# Segmento del documento
________________________________________
Con l’ordinanza n. 7385 del 16 marzo 2021 la 3ª sezione civile della Corte di Cassazione, ha cassato la sentenza della Corte d’appello di Milano che, nel confermare la sentenza di primo grado, aveva respinto la richiesta di risarcimento danni avanzata dai genitori di una bambina nata con una grave patologia cromosomica non diagnosticata dalla struttura sanitaria.

I Giudici di merito avevano rigettato la richiesta di risarcimento danni dei ricorrenti non avendo la gestante dimostrato che, laddove tempestivamente informata dell’anomalia fetale, la stessa avrebbe fatto ricorso all’interruzione della gravidanza (mancata prova di una propria propensione abortiva). Inoltre, negavano la ricorrenza del diritto della neonata al risarcimento del danno derivante dalla propria nascita non desiderata in quanto affetta da patologia cromosomica non comunicata alla madre, non trovando accoglimento nell’ordinamento italiano l’asserito diritto di non nascere se non sani.
________________________________________
# Compito 1
Nel segmento del documento, riformuli come elenco il paragrafo che inizia con «I Giudici di merito avevano rigettato», conservandone i fatti principali.
# Compito 2
Prosegua il testo sull'ordinanza della Cassazione a partire dall'ultima frase riportata.

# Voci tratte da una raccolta
________________________________________
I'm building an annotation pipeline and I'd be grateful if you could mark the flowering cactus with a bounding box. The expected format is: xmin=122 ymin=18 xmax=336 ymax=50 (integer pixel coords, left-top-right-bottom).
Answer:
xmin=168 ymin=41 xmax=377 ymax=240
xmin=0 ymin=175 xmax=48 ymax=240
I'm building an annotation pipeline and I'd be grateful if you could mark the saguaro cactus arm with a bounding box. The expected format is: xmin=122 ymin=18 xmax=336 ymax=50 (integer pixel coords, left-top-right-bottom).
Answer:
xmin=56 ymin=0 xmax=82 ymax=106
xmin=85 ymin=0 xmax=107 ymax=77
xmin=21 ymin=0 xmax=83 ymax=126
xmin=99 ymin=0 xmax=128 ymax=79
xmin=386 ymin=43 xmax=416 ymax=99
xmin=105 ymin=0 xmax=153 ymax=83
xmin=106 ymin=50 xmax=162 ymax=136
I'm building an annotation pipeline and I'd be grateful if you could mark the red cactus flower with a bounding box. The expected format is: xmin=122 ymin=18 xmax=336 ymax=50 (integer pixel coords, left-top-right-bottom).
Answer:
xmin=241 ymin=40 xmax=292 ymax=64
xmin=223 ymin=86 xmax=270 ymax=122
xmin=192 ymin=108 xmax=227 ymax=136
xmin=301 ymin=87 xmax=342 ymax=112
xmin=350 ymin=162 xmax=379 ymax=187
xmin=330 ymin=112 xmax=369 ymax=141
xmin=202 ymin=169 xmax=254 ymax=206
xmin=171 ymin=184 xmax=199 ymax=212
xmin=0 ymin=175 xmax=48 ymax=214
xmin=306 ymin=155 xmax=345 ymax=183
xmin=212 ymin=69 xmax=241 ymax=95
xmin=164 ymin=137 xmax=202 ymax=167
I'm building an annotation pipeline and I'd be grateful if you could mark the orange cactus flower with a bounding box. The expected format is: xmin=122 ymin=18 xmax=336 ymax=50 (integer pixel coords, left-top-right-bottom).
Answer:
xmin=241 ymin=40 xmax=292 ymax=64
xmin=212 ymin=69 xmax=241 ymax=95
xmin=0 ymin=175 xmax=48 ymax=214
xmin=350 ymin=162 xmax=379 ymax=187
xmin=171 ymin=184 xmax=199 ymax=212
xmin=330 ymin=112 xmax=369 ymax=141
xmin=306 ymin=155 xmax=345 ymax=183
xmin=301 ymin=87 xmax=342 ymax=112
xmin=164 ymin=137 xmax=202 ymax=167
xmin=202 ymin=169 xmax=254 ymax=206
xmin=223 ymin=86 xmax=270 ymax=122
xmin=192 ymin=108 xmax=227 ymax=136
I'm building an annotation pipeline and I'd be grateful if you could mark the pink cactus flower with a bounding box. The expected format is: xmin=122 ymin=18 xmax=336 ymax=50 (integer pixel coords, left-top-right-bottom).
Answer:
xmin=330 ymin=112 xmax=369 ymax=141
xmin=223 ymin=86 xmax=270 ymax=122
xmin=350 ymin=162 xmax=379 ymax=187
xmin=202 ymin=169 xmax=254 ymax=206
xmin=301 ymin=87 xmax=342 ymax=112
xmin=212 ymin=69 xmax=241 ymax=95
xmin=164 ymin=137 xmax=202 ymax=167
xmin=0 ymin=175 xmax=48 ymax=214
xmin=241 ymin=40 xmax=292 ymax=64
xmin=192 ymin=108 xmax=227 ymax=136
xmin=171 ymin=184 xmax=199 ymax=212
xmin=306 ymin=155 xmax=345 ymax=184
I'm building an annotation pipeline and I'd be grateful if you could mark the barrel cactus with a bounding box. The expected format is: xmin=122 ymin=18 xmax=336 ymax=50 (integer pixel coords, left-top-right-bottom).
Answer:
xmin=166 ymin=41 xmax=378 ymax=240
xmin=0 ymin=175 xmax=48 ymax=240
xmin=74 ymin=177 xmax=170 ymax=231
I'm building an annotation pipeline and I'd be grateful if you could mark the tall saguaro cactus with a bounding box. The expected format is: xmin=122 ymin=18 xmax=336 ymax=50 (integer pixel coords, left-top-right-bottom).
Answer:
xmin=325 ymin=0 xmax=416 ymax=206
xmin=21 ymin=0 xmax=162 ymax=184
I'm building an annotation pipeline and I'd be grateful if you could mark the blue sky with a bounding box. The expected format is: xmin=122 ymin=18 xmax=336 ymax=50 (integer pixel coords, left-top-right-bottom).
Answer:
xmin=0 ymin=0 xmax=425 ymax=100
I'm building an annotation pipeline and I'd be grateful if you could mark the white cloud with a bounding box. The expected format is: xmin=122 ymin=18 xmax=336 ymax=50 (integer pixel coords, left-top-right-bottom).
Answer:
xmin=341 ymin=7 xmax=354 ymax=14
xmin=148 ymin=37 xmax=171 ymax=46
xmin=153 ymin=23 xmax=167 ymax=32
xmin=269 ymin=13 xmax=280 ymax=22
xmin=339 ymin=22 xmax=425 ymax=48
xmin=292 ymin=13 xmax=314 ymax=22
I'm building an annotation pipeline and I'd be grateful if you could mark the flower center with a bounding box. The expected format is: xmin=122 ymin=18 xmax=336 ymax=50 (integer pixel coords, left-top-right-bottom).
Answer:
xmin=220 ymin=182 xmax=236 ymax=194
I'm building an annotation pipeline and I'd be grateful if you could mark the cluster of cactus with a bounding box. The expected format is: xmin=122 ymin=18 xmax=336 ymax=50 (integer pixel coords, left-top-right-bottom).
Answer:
________________________________________
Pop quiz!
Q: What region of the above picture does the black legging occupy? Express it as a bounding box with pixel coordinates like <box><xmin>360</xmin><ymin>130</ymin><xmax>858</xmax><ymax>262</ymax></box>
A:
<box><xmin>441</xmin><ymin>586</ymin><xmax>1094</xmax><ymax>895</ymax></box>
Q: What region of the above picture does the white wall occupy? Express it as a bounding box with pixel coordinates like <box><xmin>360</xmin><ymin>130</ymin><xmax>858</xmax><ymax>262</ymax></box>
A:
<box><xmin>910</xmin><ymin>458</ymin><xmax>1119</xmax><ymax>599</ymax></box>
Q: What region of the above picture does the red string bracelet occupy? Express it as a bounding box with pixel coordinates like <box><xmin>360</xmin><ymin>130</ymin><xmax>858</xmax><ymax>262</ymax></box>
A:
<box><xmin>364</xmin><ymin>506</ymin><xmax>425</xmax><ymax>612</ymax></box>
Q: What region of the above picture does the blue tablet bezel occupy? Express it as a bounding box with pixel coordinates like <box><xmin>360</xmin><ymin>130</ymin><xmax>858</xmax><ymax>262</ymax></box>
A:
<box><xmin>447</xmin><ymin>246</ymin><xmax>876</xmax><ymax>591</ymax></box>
________________________________________
# Risposta 1
- I giudici di merito hanno respinto la domanda di risarcimento dei ricorrenti perché la gestante non aveva dimostrato che, se informata tempestivamente dell'anomalia fetale, avrebbe interrotto la gravidanza.
- Hanno inoltre negato alla neonata il diritto al risarcimento per la propria nascita non desiderata, dovuta a una patologia cromosomica non comunicata alla madre.
- Secondo tali giudici, l'ordinamento italiano non riconosce il diritto di non nascere se non sani.

# Risposta 2
Nella pronuncia in commento la Cassazione si è soffermata sull’individuazione dei danni risarcibili derivanti dall’omessa diagnosi prenatale sia sotto il profilo della violazione del diritto all’autodeterminazione quanto sotto il profilo del danno patito dalla neonata per il ritardo con cui erano state diagnosticate le patologie da cui era affetta.

L’omessa diagnosi prenatale di patologie fetali incide non solo sulle scelte abortive della gestante, ma può avere anche altre conseguenze parimenti meritevoli di essere risarcite. Laddove i genitori fossero stati informati della malattia del feto avrebbero potuto prepararsi psicologicamente e materialmente alla nascita di un bambino con problemi, in quanto avrebbero potuto programmare interventi chirurgici o cure tempestive per eliminare il problema o attenuarne le conseguenze predisponendo anche una diversa organizzazione di vita.

I ricorrenti hanno censurato la sentenza per non aver tenuto in considerazione il fatto che, a causa della omissione, gli stessi sono stati così privati della facoltà di scegliere tra le diverse opzioni di trattamento, nonché della possibilità di chiedere il parere di altri medici o di rivolgersi ad altra struttura sanitaria.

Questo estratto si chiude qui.